- ACTIVITY -
Report, as a bare number, how many lines in the data contain "other".

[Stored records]
____

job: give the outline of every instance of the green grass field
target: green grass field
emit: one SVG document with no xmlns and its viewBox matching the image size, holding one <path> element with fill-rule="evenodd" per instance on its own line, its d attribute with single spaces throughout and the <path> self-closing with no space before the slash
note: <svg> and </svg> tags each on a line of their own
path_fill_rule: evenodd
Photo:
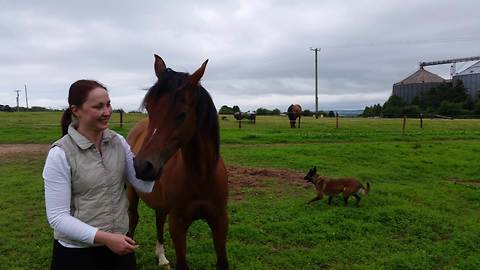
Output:
<svg viewBox="0 0 480 270">
<path fill-rule="evenodd" d="M 126 135 L 142 115 L 127 115 Z M 0 113 L 0 143 L 51 143 L 60 136 L 59 113 Z M 311 205 L 312 189 L 261 179 L 229 204 L 232 269 L 480 269 L 480 120 L 302 119 L 257 117 L 257 124 L 221 120 L 227 164 L 321 174 L 370 182 L 361 207 L 341 200 Z M 1 144 L 0 144 L 0 147 Z M 52 230 L 43 201 L 45 155 L 0 157 L 0 269 L 47 269 Z M 478 183 L 478 182 L 477 182 Z M 353 201 L 352 201 L 353 203 Z M 139 269 L 157 269 L 153 212 L 141 206 Z M 174 261 L 166 232 L 167 258 Z M 194 223 L 188 237 L 191 269 L 215 264 L 208 226 Z"/>
</svg>

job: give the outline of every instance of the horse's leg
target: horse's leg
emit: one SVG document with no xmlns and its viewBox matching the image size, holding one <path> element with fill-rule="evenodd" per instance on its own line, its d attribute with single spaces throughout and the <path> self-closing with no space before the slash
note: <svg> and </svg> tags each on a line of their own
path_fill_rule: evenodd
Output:
<svg viewBox="0 0 480 270">
<path fill-rule="evenodd" d="M 158 258 L 159 266 L 168 266 L 170 263 L 165 257 L 165 249 L 163 247 L 163 226 L 165 225 L 166 219 L 167 214 L 164 210 L 160 208 L 155 209 L 155 221 L 157 224 L 157 245 L 155 247 L 155 255 Z"/>
<path fill-rule="evenodd" d="M 170 237 L 172 237 L 173 246 L 175 247 L 175 254 L 177 261 L 175 269 L 188 270 L 187 265 L 187 228 L 188 225 L 184 220 L 175 214 L 170 214 L 168 219 L 168 229 L 170 231 Z"/>
<path fill-rule="evenodd" d="M 127 186 L 127 198 L 128 198 L 128 236 L 133 239 L 135 234 L 135 228 L 138 224 L 138 201 L 139 197 L 137 192 L 132 186 Z"/>
<path fill-rule="evenodd" d="M 227 232 L 228 232 L 228 216 L 227 210 L 223 211 L 220 216 L 214 216 L 207 219 L 208 225 L 212 230 L 213 245 L 217 254 L 217 270 L 227 270 Z"/>
<path fill-rule="evenodd" d="M 333 199 L 333 196 L 328 196 L 328 204 L 332 204 L 332 199 Z"/>
<path fill-rule="evenodd" d="M 298 116 L 298 128 L 300 128 L 300 119 L 302 119 L 302 117 Z"/>
</svg>

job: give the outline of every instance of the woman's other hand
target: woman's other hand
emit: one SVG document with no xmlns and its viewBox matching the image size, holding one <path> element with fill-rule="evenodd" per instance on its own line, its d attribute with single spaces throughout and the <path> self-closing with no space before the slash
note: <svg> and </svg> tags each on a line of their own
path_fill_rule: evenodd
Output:
<svg viewBox="0 0 480 270">
<path fill-rule="evenodd" d="M 126 235 L 100 230 L 95 234 L 95 243 L 107 246 L 111 251 L 118 255 L 125 255 L 134 252 L 138 247 L 135 245 L 135 241 Z"/>
</svg>

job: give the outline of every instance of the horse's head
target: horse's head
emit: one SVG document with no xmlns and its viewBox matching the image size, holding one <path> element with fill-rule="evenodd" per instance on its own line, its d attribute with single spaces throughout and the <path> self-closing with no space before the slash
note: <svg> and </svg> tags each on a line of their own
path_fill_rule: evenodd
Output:
<svg viewBox="0 0 480 270">
<path fill-rule="evenodd" d="M 317 175 L 317 166 L 313 166 L 312 169 L 308 170 L 308 173 L 303 177 L 303 180 L 313 183 L 314 177 Z"/>
<path fill-rule="evenodd" d="M 243 114 L 241 112 L 234 112 L 233 117 L 237 120 L 242 120 Z"/>
<path fill-rule="evenodd" d="M 147 136 L 134 160 L 138 178 L 158 179 L 165 163 L 195 134 L 199 81 L 207 62 L 189 75 L 167 68 L 162 58 L 155 55 L 154 68 L 158 81 L 143 100 L 149 125 Z"/>
</svg>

____

- ANSWER SPACE -
2